◆ Excerpt provided ◆
>> Begin
E. Pursuant to the unsigned Advertising Agreement, CMI has granted to
Pramer the right to sell advertising time within the Channel to
national and local advertisers in the Territory.
F. The Parties have agreed to negotiate in good faith during the next one
hundred twenty (120) days, starting as of the date hereof, those
definite documents which may be necessary (the "Definitive
Agreements") so as to reflect the Parties' new relationship going
forward in lieu of that reflected in the International Distribution
Agreement and on the agreed behavior under the unsigned Advertising
Agreement. It is intended that the Definitive Agreements include the
substance of (i) the material terms outlined below including Affiliate
Sales, Ad Sales, Operations, Programming and Marketing agreements for
all the Territory (excluding any areas traditionally considered part
of the United States broadcast territory); (ii) the rights and
obligations contained in the preliminary three (3) year business plan
attached hereto as Schedule A (the "Business Plan"); and (iii) the
rights and obligations contained in the transition plan attached
hereto as Schedule C (the "Transition Plan").
>> End
◆ Task details ◆
Condense the paragraph of the excerpt that begins "The Parties have agreed to negotiate" into a brief bulleted list that keeps its main facts. The items that come after this excerpt are separate material with no connection to it.

◆ Supplied information ◆
>> Begin
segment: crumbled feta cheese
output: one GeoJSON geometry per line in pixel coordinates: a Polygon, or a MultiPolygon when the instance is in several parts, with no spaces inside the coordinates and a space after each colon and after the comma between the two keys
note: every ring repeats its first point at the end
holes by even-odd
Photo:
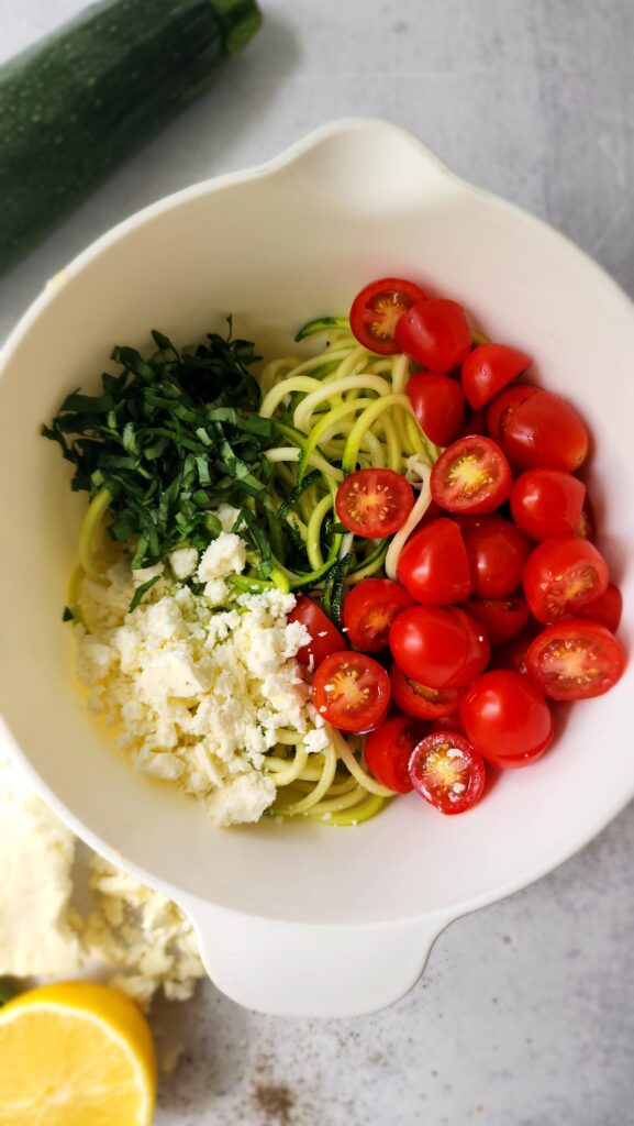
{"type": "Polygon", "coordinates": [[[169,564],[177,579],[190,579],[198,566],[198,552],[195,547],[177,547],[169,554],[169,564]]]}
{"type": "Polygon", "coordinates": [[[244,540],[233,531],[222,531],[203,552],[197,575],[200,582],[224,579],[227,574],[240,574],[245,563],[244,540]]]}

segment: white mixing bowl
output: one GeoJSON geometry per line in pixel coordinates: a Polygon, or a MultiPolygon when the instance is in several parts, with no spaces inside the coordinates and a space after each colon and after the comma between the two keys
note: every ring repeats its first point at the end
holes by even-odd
>> End
◆ Solution to this problem ◆
- The Parties will negotiate in good faith for 120 days, starting from the date of the document, to draw up the necessary documents (the "Definitive Agreements").
- These agreements will reflect the Parties' new relationship, replacing the one set out in the International Distribution Agreement, and the agreed conduct under the unsigned Advertising Agreement.
- They are intended to include the substance of:
  - the outlined material terms, including Affiliate Sales, Ad Sales, Operations, Programming and Marketing agreements for the entire Territory, excluding areas traditionally considered part of the United States broadcast territory;
  - the rights and obligations in the preliminary three-year Business Plan (Schedule A);
  - the rights and obligations in the Transition Plan (Schedule C).